══ Trecho do texto

Noveleiros em todo o mundo
Dines relembrou que a novela ‘Roque Santeiro’, exibida pela TV Globo nos anos
1980, teve mais de 200 capítulos e criticou o hábito de ‘esticar’ a trama das
novelas. Mauro Alencar explicou que, por um princípio dramatúrgico, a telenovela
precisa preencher mais de 100 capítulos. Mesmo com a perda de audiência,
continua angariando e galvanizando uma população ‘gigantesca’. Estima-se que as
telenovelas alcancem 2 bilhões de telespectadores ao redor do mundo. ‘A tão
refratária BBC está arregaçando as mangas para a produção de ‘Betty, la Fea’’,
disse. Dines comentou também que elementos das tragédias gregas, como incesto e
traições, continuam presentes nas telenovelas de hoje, porém de uma forma
simplificada. ‘É isso que atrai tanto a audiência. Seria uma espécie de
compensação e de uma ancestralidade. Aquilo acordaria no indivíduo
reminiscências as mais remotas possíveis da origem do homem’, explicou Mauro
Alencar.
Para o especialista em novelas, o produto ‘é um grande negócio, é fascinante
e faz vender revista a rodo’. Rose Esquenazi ponderou que há uma diluição da
audiência comprovada pelas pesquisas do Ibope e Alencar chamou a atenção para o
fato de que as novas mídias também se alimentam das novelas, mas o fenômeno não
é quantificado. ‘Quando eu me recordo de impactos como ‘O Bem Amado’,
‘Gabriela’, ou mesmo ‘O Grito’, que foi tão polêmico, para mim, sinceramente,
pouca coisa mudou. Apenas ampliou-se a repercussão mediante essas outras
mídias’, avaliou. Na opinião de Rose, falta um equilíbrio nos hábitos
brasileiros. Seria ‘mais saudável’ se o telespectador, além da acompanhar as
novelas, freqüentasse teatros ou lesse livros. A novela é apenas uma ‘forma
narrativa a mais’, além do cinema e do teatro, na opinião de Mauro Alencar.
O lado positivo da novela, para Rose Esquenazi, é promover uma espécie de
psicanálise da família. ‘Desde o começo era assim, desde ‘O Direito de Nascer’.

════
══ Trechos das linhas

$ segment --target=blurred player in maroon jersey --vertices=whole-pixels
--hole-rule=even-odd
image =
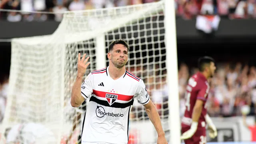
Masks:
[[[200,72],[188,80],[186,88],[186,109],[182,119],[182,140],[186,144],[206,143],[206,124],[210,130],[212,138],[217,136],[215,126],[207,114],[205,103],[210,89],[208,79],[212,77],[216,67],[214,60],[208,56],[198,60]]]

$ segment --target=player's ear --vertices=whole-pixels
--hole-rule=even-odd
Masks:
[[[111,59],[111,56],[110,56],[110,53],[109,52],[108,53],[108,58],[110,60]]]

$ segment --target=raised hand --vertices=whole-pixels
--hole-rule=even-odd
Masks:
[[[80,59],[81,54],[78,54],[78,58],[77,61],[77,75],[78,76],[83,76],[86,71],[87,67],[90,64],[90,62],[87,62],[90,57],[88,57],[85,60],[86,54],[84,54],[83,57]]]

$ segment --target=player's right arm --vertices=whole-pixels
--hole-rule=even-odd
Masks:
[[[79,106],[84,101],[85,98],[82,96],[81,94],[81,86],[82,85],[83,76],[84,75],[84,74],[85,74],[86,68],[90,64],[90,62],[87,63],[89,57],[87,57],[85,60],[86,56],[86,54],[84,54],[82,59],[80,60],[80,53],[78,54],[78,58],[77,62],[77,76],[76,76],[76,82],[72,88],[71,100],[70,100],[71,106],[74,107]],[[90,82],[88,82],[89,80],[86,80],[86,79],[90,77],[89,75],[90,74],[88,75],[86,78],[84,80],[84,82],[83,84],[86,84],[86,86],[84,86],[85,88],[86,86],[86,88],[90,88],[87,87],[90,86]],[[86,85],[86,84],[88,84],[88,86]]]

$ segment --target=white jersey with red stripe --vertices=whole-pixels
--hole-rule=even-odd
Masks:
[[[126,70],[114,80],[108,68],[91,72],[82,84],[81,94],[90,101],[83,122],[82,144],[127,144],[134,99],[143,105],[150,101],[141,79]]]

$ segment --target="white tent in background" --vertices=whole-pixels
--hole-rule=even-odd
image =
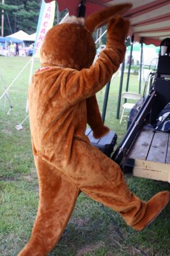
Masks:
[[[20,30],[19,31],[16,32],[14,34],[10,35],[6,37],[10,36],[17,39],[20,39],[22,41],[31,41],[29,39],[29,35],[22,30]]]
[[[29,41],[35,41],[36,40],[36,33],[29,35]]]

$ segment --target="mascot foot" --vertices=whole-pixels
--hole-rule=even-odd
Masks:
[[[153,196],[147,203],[147,208],[143,218],[136,224],[131,226],[137,231],[143,230],[148,227],[162,212],[169,201],[169,191],[159,192]]]
[[[93,135],[96,139],[100,139],[106,135],[109,131],[109,129],[107,126],[104,125],[102,128],[98,127],[98,129],[95,129],[95,132],[93,131]]]

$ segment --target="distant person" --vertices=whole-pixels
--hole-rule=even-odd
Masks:
[[[19,56],[19,44],[16,44],[16,47],[15,47],[15,56]]]

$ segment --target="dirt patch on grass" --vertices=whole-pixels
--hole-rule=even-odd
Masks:
[[[75,256],[82,256],[85,253],[89,253],[94,250],[96,250],[97,249],[98,249],[100,247],[104,246],[104,245],[105,245],[104,243],[103,242],[100,242],[95,244],[86,245],[85,246],[83,246],[82,248],[79,250]]]

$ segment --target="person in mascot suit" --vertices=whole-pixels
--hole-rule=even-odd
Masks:
[[[130,7],[130,4],[108,7],[86,19],[69,17],[45,37],[41,68],[29,88],[40,201],[31,238],[19,256],[43,256],[52,250],[81,191],[118,212],[135,230],[144,228],[168,204],[167,191],[148,202],[134,195],[120,167],[93,147],[85,135],[87,123],[95,138],[109,132],[95,93],[123,60],[129,22],[120,15]],[[106,24],[106,47],[93,63],[96,54],[93,32]]]

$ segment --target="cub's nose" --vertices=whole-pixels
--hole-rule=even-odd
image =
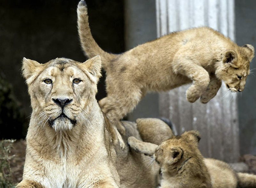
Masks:
[[[53,98],[52,100],[54,102],[59,105],[63,108],[64,107],[70,103],[73,99],[69,99],[69,98],[65,98],[65,99],[60,99],[60,98]]]

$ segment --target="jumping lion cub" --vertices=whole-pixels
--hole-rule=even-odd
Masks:
[[[216,95],[221,80],[232,92],[244,90],[254,56],[251,45],[239,46],[216,31],[201,27],[173,33],[123,53],[112,54],[93,39],[84,1],[79,5],[82,46],[89,58],[101,57],[108,96],[99,104],[111,122],[131,112],[149,91],[166,90],[193,82],[187,100],[193,103],[201,98],[206,103]],[[123,128],[118,129],[124,132]]]
[[[226,163],[204,159],[198,148],[199,132],[186,132],[159,146],[133,137],[128,143],[137,152],[153,156],[160,165],[162,188],[249,188],[256,187],[256,176],[235,171]]]

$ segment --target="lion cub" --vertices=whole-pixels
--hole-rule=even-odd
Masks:
[[[239,46],[205,27],[173,33],[123,53],[112,54],[93,39],[84,0],[77,12],[85,55],[89,58],[100,55],[106,72],[108,96],[99,104],[112,122],[132,112],[149,91],[168,90],[193,82],[187,91],[187,100],[193,103],[201,98],[206,103],[216,95],[222,80],[232,92],[244,88],[254,56],[251,45]],[[118,129],[124,132],[121,126]]]
[[[236,174],[226,163],[204,159],[198,148],[200,137],[196,131],[186,132],[159,146],[128,139],[137,152],[153,156],[160,165],[162,188],[236,188],[256,187],[256,176]]]

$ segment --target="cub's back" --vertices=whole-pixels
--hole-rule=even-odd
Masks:
[[[204,161],[211,176],[213,188],[236,187],[236,174],[228,164],[213,159],[204,159]]]

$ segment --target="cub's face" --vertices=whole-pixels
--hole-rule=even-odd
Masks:
[[[244,89],[254,53],[254,48],[250,44],[240,47],[237,52],[233,50],[225,52],[215,74],[231,91],[241,92]]]
[[[83,63],[57,58],[44,64],[24,58],[23,74],[38,124],[61,131],[85,121],[96,101],[101,63],[99,56]]]
[[[198,148],[200,139],[198,131],[190,131],[167,140],[156,148],[156,161],[163,171],[177,172],[190,158],[202,156]]]

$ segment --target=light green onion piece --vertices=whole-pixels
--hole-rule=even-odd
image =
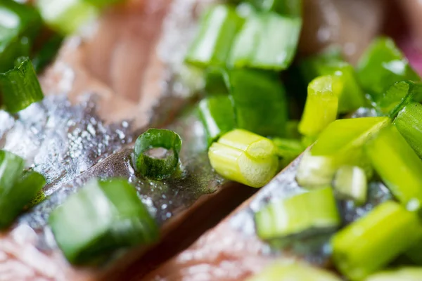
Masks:
[[[333,260],[351,281],[360,281],[404,252],[421,234],[416,213],[387,201],[334,235]]]
[[[331,187],[270,203],[255,219],[257,235],[270,241],[330,233],[341,222]]]
[[[247,281],[340,281],[333,273],[305,263],[275,263]]]
[[[421,281],[422,268],[416,267],[402,268],[386,270],[368,277],[364,281]]]
[[[149,152],[154,148],[163,149],[165,153],[160,157],[149,155]],[[162,129],[148,129],[135,142],[135,170],[147,178],[158,180],[168,178],[177,169],[181,149],[181,138],[177,133]],[[162,154],[162,152],[158,152]]]
[[[371,178],[372,168],[363,145],[371,134],[390,122],[388,117],[333,122],[321,133],[310,150],[304,154],[298,167],[298,183],[309,188],[331,185],[335,171],[343,165],[360,166]]]
[[[406,105],[394,119],[394,124],[422,158],[422,105],[411,103]]]
[[[307,97],[299,132],[316,137],[330,123],[337,118],[338,96],[343,83],[335,76],[321,76],[308,85]]]
[[[340,197],[352,200],[357,205],[366,202],[366,175],[365,171],[357,166],[340,167],[334,176],[333,187]]]
[[[210,8],[202,18],[186,61],[202,67],[225,66],[231,43],[243,20],[229,6],[217,5]]]
[[[97,18],[99,11],[86,0],[38,0],[36,1],[44,22],[63,35],[78,32]]]
[[[253,188],[266,185],[279,169],[273,142],[242,129],[222,136],[208,150],[208,157],[218,174]]]
[[[392,195],[409,210],[422,206],[422,160],[394,126],[366,144],[373,168]]]
[[[0,97],[4,108],[11,113],[16,113],[44,98],[29,58],[23,58],[13,70],[0,73]]]
[[[154,219],[126,180],[92,180],[49,218],[57,244],[74,264],[93,263],[117,250],[158,239]]]
[[[377,38],[361,57],[357,67],[361,86],[378,102],[394,83],[421,79],[392,39]]]
[[[233,43],[229,63],[238,68],[287,69],[296,53],[301,27],[300,18],[252,13]]]

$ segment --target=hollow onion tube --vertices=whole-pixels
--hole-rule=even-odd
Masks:
[[[374,39],[368,47],[359,61],[357,77],[375,102],[397,81],[421,79],[392,39],[386,37]]]
[[[421,229],[416,213],[386,201],[334,235],[334,264],[350,280],[362,280],[416,242]]]
[[[352,200],[357,205],[366,202],[368,182],[365,171],[361,167],[340,166],[334,176],[333,186],[342,199]]]
[[[395,118],[409,103],[422,101],[422,83],[400,81],[392,84],[376,103],[382,114]]]
[[[366,105],[354,68],[337,55],[323,53],[305,59],[300,64],[300,69],[308,82],[324,75],[337,77],[342,81],[343,86],[338,94],[339,113],[348,113]]]
[[[201,20],[186,61],[203,67],[225,66],[231,43],[243,23],[243,19],[229,6],[211,8]]]
[[[407,267],[392,270],[385,270],[369,276],[364,281],[420,281],[422,280],[422,268]]]
[[[343,165],[360,166],[371,178],[372,168],[363,145],[371,134],[390,123],[390,119],[385,117],[333,122],[305,152],[298,167],[298,183],[309,188],[330,185],[335,171]]]
[[[422,158],[422,105],[411,103],[404,106],[394,119],[394,124]]]
[[[337,118],[338,96],[343,83],[335,76],[321,76],[312,80],[307,88],[307,96],[299,132],[316,137]]]
[[[204,98],[199,103],[199,114],[207,132],[208,145],[235,127],[234,111],[228,96]]]
[[[208,150],[208,157],[218,174],[253,188],[267,184],[279,168],[272,141],[243,129],[222,136]]]
[[[29,5],[0,1],[0,72],[13,68],[16,58],[30,54],[41,25],[39,14]]]
[[[49,218],[66,259],[85,264],[115,251],[157,241],[158,228],[126,180],[92,180]]]
[[[171,153],[166,153],[164,158],[147,155],[151,149],[159,148],[171,150]],[[159,180],[167,178],[177,168],[181,149],[181,138],[177,133],[161,129],[148,129],[135,142],[135,170],[147,178]]]
[[[270,203],[255,216],[257,234],[264,240],[330,233],[340,224],[331,187]]]
[[[301,27],[298,17],[271,12],[252,13],[233,42],[229,65],[238,68],[286,70],[295,56]]]
[[[0,96],[3,107],[16,113],[44,98],[32,63],[23,58],[18,66],[0,73]]]
[[[365,145],[373,168],[392,195],[410,210],[422,206],[422,160],[394,126]]]
[[[340,281],[333,273],[306,263],[274,263],[247,281]]]
[[[283,85],[271,75],[252,70],[229,73],[237,125],[265,136],[283,136],[287,100]]]

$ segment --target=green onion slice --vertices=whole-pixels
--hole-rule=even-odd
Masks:
[[[357,76],[375,102],[397,81],[421,80],[392,39],[386,37],[376,39],[368,47],[358,63]]]
[[[218,174],[253,188],[266,185],[279,169],[272,141],[242,129],[222,136],[208,150],[208,157]]]
[[[404,106],[394,119],[394,124],[422,158],[422,105],[411,103]]]
[[[300,18],[252,13],[233,43],[229,64],[238,68],[287,69],[295,56],[301,27]]]
[[[368,182],[365,171],[359,166],[340,166],[334,176],[333,186],[342,199],[352,200],[358,206],[366,202]]]
[[[229,73],[238,128],[264,136],[283,136],[287,100],[283,85],[271,75],[252,70]]]
[[[234,110],[228,96],[217,96],[199,103],[199,114],[207,132],[208,146],[235,127]]]
[[[383,115],[395,118],[402,109],[413,101],[422,101],[422,83],[400,81],[383,93],[376,107]]]
[[[422,160],[394,126],[366,144],[376,172],[392,195],[409,210],[422,207]]]
[[[333,259],[350,280],[359,281],[386,266],[421,235],[416,213],[386,201],[334,235]]]
[[[337,118],[338,96],[343,91],[341,80],[335,76],[321,76],[308,85],[307,97],[299,131],[316,137]]]
[[[257,235],[269,241],[330,233],[341,223],[331,187],[270,203],[255,219]]]
[[[371,178],[372,168],[363,145],[372,134],[390,122],[390,119],[384,117],[333,122],[304,154],[298,168],[298,183],[307,187],[331,185],[335,171],[343,165],[360,166]]]
[[[248,281],[340,281],[333,273],[305,263],[274,263]]]
[[[149,245],[158,227],[126,180],[92,180],[55,209],[49,223],[74,264],[103,261],[115,251]]]
[[[164,148],[167,152],[164,158],[148,155],[153,148]],[[181,138],[177,133],[161,129],[148,129],[139,136],[134,150],[136,172],[155,179],[163,179],[172,175],[179,164]]]
[[[217,5],[210,8],[202,18],[186,61],[202,67],[225,66],[231,43],[243,20],[229,6]]]
[[[16,113],[44,98],[32,63],[27,58],[18,66],[0,73],[0,94],[3,107]]]

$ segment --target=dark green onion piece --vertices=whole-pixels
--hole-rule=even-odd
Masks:
[[[400,81],[383,93],[376,108],[383,115],[395,118],[404,106],[413,101],[422,101],[422,83]]]
[[[117,250],[156,242],[159,230],[126,180],[92,180],[50,215],[57,244],[74,264],[103,261]]]
[[[333,273],[306,263],[274,263],[247,281],[340,281]]]
[[[55,34],[46,42],[44,43],[41,49],[34,55],[32,65],[36,72],[40,72],[50,63],[57,54],[57,51],[61,46],[63,37],[61,35]]]
[[[389,126],[366,144],[373,168],[392,195],[411,211],[422,207],[422,160]]]
[[[0,72],[11,69],[16,58],[29,55],[41,25],[41,17],[34,8],[13,0],[1,0]]]
[[[361,58],[357,67],[360,84],[378,102],[394,83],[421,79],[392,39],[375,39]]]
[[[372,167],[363,146],[371,134],[390,123],[388,117],[339,119],[321,133],[309,151],[304,153],[296,174],[302,186],[331,185],[335,171],[343,165],[358,166],[368,178]]]
[[[387,201],[334,235],[334,264],[351,281],[362,280],[404,252],[421,234],[416,213]]]
[[[340,167],[334,176],[333,186],[341,199],[352,200],[358,206],[366,202],[368,183],[365,171],[361,167]]]
[[[234,110],[228,96],[217,96],[199,103],[199,114],[207,132],[208,145],[234,129]]]
[[[257,235],[270,241],[330,233],[340,224],[331,187],[270,203],[255,219]]]
[[[164,159],[146,154],[152,148],[160,148],[170,150],[170,154],[166,153]],[[181,138],[177,133],[170,130],[148,129],[135,143],[135,170],[147,178],[158,180],[167,178],[177,168],[181,149]]]
[[[29,58],[19,66],[0,73],[0,94],[4,108],[16,113],[44,98],[37,74]]]
[[[422,158],[422,105],[411,103],[406,105],[394,119],[402,136]]]
[[[225,66],[231,43],[243,23],[243,19],[229,6],[210,8],[202,18],[186,61],[200,66]]]
[[[283,85],[272,76],[252,70],[229,73],[238,128],[264,136],[283,136],[287,101]]]
[[[343,86],[339,93],[338,112],[347,113],[366,105],[366,100],[360,88],[354,69],[341,60],[337,55],[326,53],[303,60],[300,67],[305,80],[309,82],[316,77],[333,75],[338,77]]]
[[[275,13],[252,13],[233,43],[229,64],[238,68],[283,70],[298,46],[302,20]]]

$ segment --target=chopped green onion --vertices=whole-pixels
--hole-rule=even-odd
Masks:
[[[394,119],[394,124],[422,158],[422,105],[409,103],[399,112]]]
[[[44,98],[32,63],[25,58],[6,73],[0,73],[0,96],[3,107],[16,113]]]
[[[255,219],[257,235],[270,241],[330,233],[341,223],[331,187],[270,203]]]
[[[23,175],[23,159],[0,150],[0,229],[8,227],[45,185],[36,172]]]
[[[86,0],[38,0],[37,7],[44,22],[63,36],[79,31],[98,17],[98,10]]]
[[[421,281],[422,268],[402,268],[394,270],[383,271],[368,277],[365,281]]]
[[[375,39],[362,56],[357,68],[362,86],[375,102],[397,81],[421,79],[390,38]]]
[[[229,6],[217,5],[210,8],[202,18],[186,61],[200,66],[225,66],[231,43],[243,20]]]
[[[41,27],[41,18],[28,5],[13,0],[0,3],[0,72],[13,67],[16,58],[28,55]]]
[[[366,144],[373,168],[392,195],[409,210],[422,207],[422,160],[394,126]]]
[[[252,13],[233,43],[229,64],[238,68],[286,70],[295,56],[301,27],[300,18]]]
[[[421,229],[416,213],[385,202],[334,235],[334,263],[350,280],[362,280],[415,243]]]
[[[283,136],[287,100],[283,85],[252,70],[229,73],[231,96],[238,128],[265,136]]]
[[[49,223],[68,260],[84,264],[115,251],[148,245],[158,228],[126,180],[93,180],[55,209]]]
[[[212,168],[224,178],[260,188],[278,171],[276,153],[276,146],[268,138],[235,129],[212,143],[208,150],[208,157]]]
[[[199,114],[207,132],[208,145],[235,127],[234,111],[228,96],[217,96],[199,103]]]
[[[347,113],[366,105],[364,92],[360,88],[354,69],[337,55],[321,54],[302,61],[302,72],[306,80],[310,81],[318,76],[333,75],[343,84],[338,95],[339,113]]]
[[[340,167],[334,176],[333,187],[341,198],[352,200],[357,205],[366,202],[366,175],[365,171],[357,166]]]
[[[305,263],[275,263],[248,281],[340,281],[333,273]]]
[[[32,65],[36,72],[42,71],[53,60],[61,46],[63,41],[62,36],[54,34],[43,44],[41,48],[32,58]]]
[[[388,88],[376,103],[376,107],[381,113],[394,118],[412,101],[422,101],[422,83],[400,81]]]
[[[302,135],[316,137],[337,118],[338,96],[343,83],[334,76],[321,76],[308,85],[307,98],[299,131]]]
[[[371,178],[372,169],[363,145],[371,134],[390,122],[388,117],[333,122],[321,133],[311,150],[304,154],[298,168],[298,183],[307,187],[330,185],[335,171],[343,165],[360,166]]]
[[[164,158],[147,155],[153,148],[170,151]],[[135,170],[141,175],[155,179],[163,179],[172,175],[179,164],[181,138],[170,130],[148,129],[136,139],[134,150]]]

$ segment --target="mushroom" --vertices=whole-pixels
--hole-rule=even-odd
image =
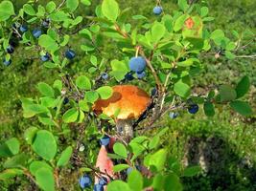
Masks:
[[[133,85],[113,86],[108,99],[98,99],[93,106],[96,114],[110,117],[115,115],[117,133],[124,138],[133,137],[132,120],[138,118],[151,103],[151,97],[142,89]]]

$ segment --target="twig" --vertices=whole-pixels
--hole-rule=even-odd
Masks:
[[[62,2],[59,4],[59,6],[57,8],[57,11],[58,11],[63,6],[63,4],[65,2],[66,2],[66,0],[62,0]]]
[[[254,57],[256,57],[256,54],[252,54],[252,55],[236,55],[236,57],[242,57],[242,58],[254,58]]]
[[[145,57],[147,66],[150,68],[150,70],[152,73],[152,75],[153,75],[153,77],[155,79],[155,83],[156,83],[156,86],[157,86],[157,90],[158,91],[160,90],[160,92],[161,92],[162,91],[162,84],[160,82],[160,79],[159,79],[158,75],[156,74],[156,72],[155,72],[154,68],[151,65],[151,60],[146,57],[145,53],[144,53],[144,51],[142,49],[140,49],[139,52],[140,52],[140,54]]]

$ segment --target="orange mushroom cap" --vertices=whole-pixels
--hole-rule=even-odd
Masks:
[[[117,119],[137,118],[151,103],[151,97],[142,89],[133,85],[113,86],[113,95],[108,99],[98,99],[93,106],[96,114],[113,117],[119,110]]]

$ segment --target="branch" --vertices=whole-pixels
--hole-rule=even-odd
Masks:
[[[252,54],[252,55],[236,55],[236,57],[242,57],[242,58],[254,58],[254,57],[256,57],[256,54]]]
[[[144,53],[144,51],[142,49],[140,49],[139,52],[140,52],[140,54],[145,57],[147,66],[150,68],[150,70],[152,73],[152,75],[154,77],[154,80],[155,80],[155,83],[156,83],[156,86],[157,86],[157,90],[158,91],[160,90],[160,92],[161,92],[162,91],[162,84],[160,82],[160,79],[159,79],[158,75],[156,74],[156,72],[155,72],[154,68],[151,65],[151,60],[146,57],[145,53]]]

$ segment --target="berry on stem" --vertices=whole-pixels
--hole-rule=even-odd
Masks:
[[[42,34],[42,31],[35,29],[32,32],[32,33],[35,38],[38,38]]]
[[[110,142],[110,138],[108,136],[105,136],[100,139],[101,145],[106,146]]]
[[[152,11],[153,11],[153,13],[154,13],[155,15],[160,15],[160,14],[162,13],[162,11],[163,11],[163,8],[160,7],[160,6],[155,6],[155,7],[153,8]]]
[[[178,116],[178,114],[177,113],[175,113],[175,112],[170,112],[170,114],[169,114],[169,117],[170,117],[170,118],[176,118],[177,117],[177,116]]]
[[[128,81],[131,81],[132,79],[134,79],[133,75],[132,75],[132,72],[129,72],[126,75],[125,75],[125,78]]]
[[[91,178],[85,174],[80,178],[79,183],[80,183],[81,188],[84,189],[84,188],[90,187],[92,180],[91,180]]]
[[[107,184],[107,179],[105,177],[101,177],[101,179],[99,180],[99,184],[106,185]]]
[[[189,112],[190,114],[196,114],[196,113],[198,112],[198,109],[199,109],[199,107],[198,107],[198,104],[191,104],[191,105],[189,105],[189,107],[188,107],[188,112]]]
[[[156,88],[153,88],[151,90],[151,96],[154,96],[156,94],[157,94],[157,89]]]
[[[21,32],[27,32],[27,31],[28,31],[28,26],[27,26],[27,25],[21,25],[21,26],[19,27],[19,31],[20,31]]]
[[[43,62],[46,62],[46,61],[48,61],[49,59],[50,59],[50,55],[49,55],[49,53],[45,53],[44,55],[41,56],[41,60],[42,60]]]
[[[5,66],[9,66],[10,64],[12,64],[12,59],[6,60],[6,58],[4,58],[3,63]]]
[[[104,74],[102,74],[102,78],[105,79],[105,80],[106,80],[106,79],[108,78],[108,74],[107,74],[107,73],[104,73]]]
[[[73,59],[76,56],[76,53],[69,49],[66,51],[65,56],[67,59]]]
[[[65,96],[65,98],[63,99],[63,104],[66,105],[69,102],[68,97]]]
[[[7,49],[6,49],[6,52],[7,52],[8,53],[13,53],[13,52],[14,52],[14,48],[13,48],[12,45],[9,45],[9,46],[7,47]]]
[[[95,184],[93,187],[93,191],[104,191],[104,185],[99,183]]]
[[[138,79],[142,79],[146,76],[146,73],[143,71],[142,73],[136,73]]]
[[[146,68],[146,60],[142,56],[132,57],[128,63],[129,70],[135,73],[141,73]]]

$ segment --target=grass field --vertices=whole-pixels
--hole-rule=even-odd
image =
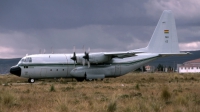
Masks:
[[[0,76],[0,112],[199,112],[200,74],[129,73],[103,81]]]

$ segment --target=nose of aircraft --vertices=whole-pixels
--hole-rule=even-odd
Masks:
[[[21,68],[19,66],[13,66],[10,68],[10,73],[20,77],[21,76]]]

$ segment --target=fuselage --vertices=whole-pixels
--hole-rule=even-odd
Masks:
[[[83,54],[77,54],[82,56]],[[118,77],[158,58],[158,54],[141,53],[128,58],[112,58],[90,67],[75,63],[72,54],[37,54],[23,57],[11,73],[25,78],[105,78]],[[13,72],[12,72],[13,69]],[[15,69],[15,70],[14,70]],[[17,70],[16,70],[17,69]]]

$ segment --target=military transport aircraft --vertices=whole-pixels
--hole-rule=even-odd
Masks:
[[[10,73],[29,78],[30,83],[46,78],[104,79],[125,75],[160,57],[185,54],[179,50],[173,13],[164,10],[145,48],[122,52],[27,55],[11,67]]]

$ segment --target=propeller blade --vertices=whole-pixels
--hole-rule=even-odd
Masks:
[[[82,60],[82,62],[83,62],[83,66],[85,66],[85,60],[84,59]]]
[[[90,62],[88,61],[88,68],[90,68]]]

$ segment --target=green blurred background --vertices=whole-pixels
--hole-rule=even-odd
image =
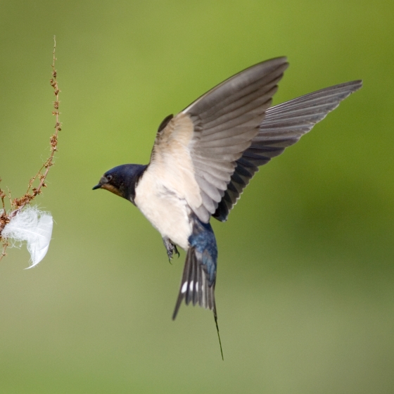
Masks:
[[[0,176],[16,197],[48,155],[52,37],[63,131],[45,259],[0,265],[1,393],[394,392],[394,3],[0,2]],[[171,314],[184,254],[101,175],[146,163],[157,127],[255,63],[291,63],[275,103],[352,95],[262,168],[219,246],[212,313]]]

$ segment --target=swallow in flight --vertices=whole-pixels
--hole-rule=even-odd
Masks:
[[[360,80],[345,82],[271,106],[288,65],[285,57],[256,64],[167,116],[149,164],[115,167],[93,188],[136,205],[161,234],[170,259],[177,246],[186,252],[173,319],[184,300],[212,310],[217,326],[217,248],[210,217],[226,221],[259,166],[362,86]]]

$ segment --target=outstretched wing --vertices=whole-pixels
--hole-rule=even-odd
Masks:
[[[221,222],[227,220],[258,167],[296,144],[362,84],[362,81],[352,81],[327,87],[267,110],[258,134],[236,160],[230,182],[212,216]]]
[[[149,171],[207,223],[225,195],[236,160],[259,133],[287,68],[286,58],[252,66],[163,122]]]

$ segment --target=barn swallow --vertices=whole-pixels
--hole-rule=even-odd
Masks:
[[[136,205],[161,234],[170,259],[177,246],[186,252],[172,319],[184,300],[212,310],[217,327],[217,247],[210,217],[225,222],[259,166],[362,86],[360,80],[346,82],[271,106],[288,65],[285,57],[256,64],[167,116],[148,165],[115,167],[93,188]]]

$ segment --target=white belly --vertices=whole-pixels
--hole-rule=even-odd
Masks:
[[[136,205],[161,236],[187,250],[192,224],[186,200],[178,198],[148,170],[139,180],[135,193]]]

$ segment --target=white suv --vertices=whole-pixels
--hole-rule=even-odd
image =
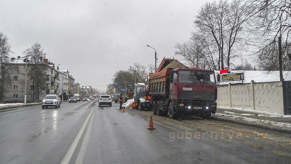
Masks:
[[[56,94],[48,94],[42,99],[42,109],[45,108],[45,107],[47,108],[48,107],[58,108],[61,106],[61,101],[58,99],[58,96]]]
[[[102,95],[99,98],[99,106],[102,105],[109,105],[112,106],[112,99],[109,95]]]

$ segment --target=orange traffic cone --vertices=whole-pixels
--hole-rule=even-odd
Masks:
[[[150,127],[148,128],[148,129],[155,129],[156,128],[154,127],[154,124],[152,123],[152,118],[150,116]]]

════

> **A fazer**
a: Liste todos os títulos de obras citados no trecho sobre telenovelas.
b: Dê continuidade ao trecho sobre telenovelas a partir da última frase apresentada.

> **Respostas finais**
a:
Roque Santeiro
Betty, la Fea
O Bem Amado
Gabriela
O Grito
O Direito de Nascer

b:
Com os personagens, você fala do seu problema pessoal, do problema do vizinho,
‘aquele ali é alcoólatra’, ‘aquele tem problema com drogas’. Você discute, faz
uma psicanálise mesmo. Pode não estar falando do seu problema familiar, mas está
falando da família do outro, que é parecida com você. Eu acho que a novela tem
essa preocupação’, disse. Outro ponto positivo é levantar o debate de temas
polêmicos e ousados como transplante de medula, doação de órgãos e inclusão de
pessoas com síndrome de Down através do merchandising social.
Válvula de escape
Dines questionou se a telenovela é apenas uma forma de escapar da realidade
ou pode ser um instrumento para compreendê-la melhor. Para Mauro Alencar, a
telenovela cumpre as duas funções, pois ao mesmo tempo em que provoca uma
catarse, também serve para conscientizar o povo e tem um ângulo transgressor.
‘Se assim não fosse, a censura federal não teria ficado tão estremecida com
algumas telenovelas como ‘O Bem Amado’, ‘Selva de Pedra’ e, sobretudo, ‘Roque
Santeiro’’, disse. Na opinião de Rose Esquenazi, falta reflexão sobre o papel
dos folhetins. ‘O público tem um olhar, às vezes, crítico. Mas você chega em
casa cansado, depois de um dia inteiro de trabalho, pegou duas horas de
trânsito. Você não quer nem pensar. Você liga ali e deixa. Essa reflexão os
jornalistas têm que fazer. Só que a crítica não é muito bem-vinda, mexe com os
brios, as pessoas são muito frágeis’, avaliou Rose.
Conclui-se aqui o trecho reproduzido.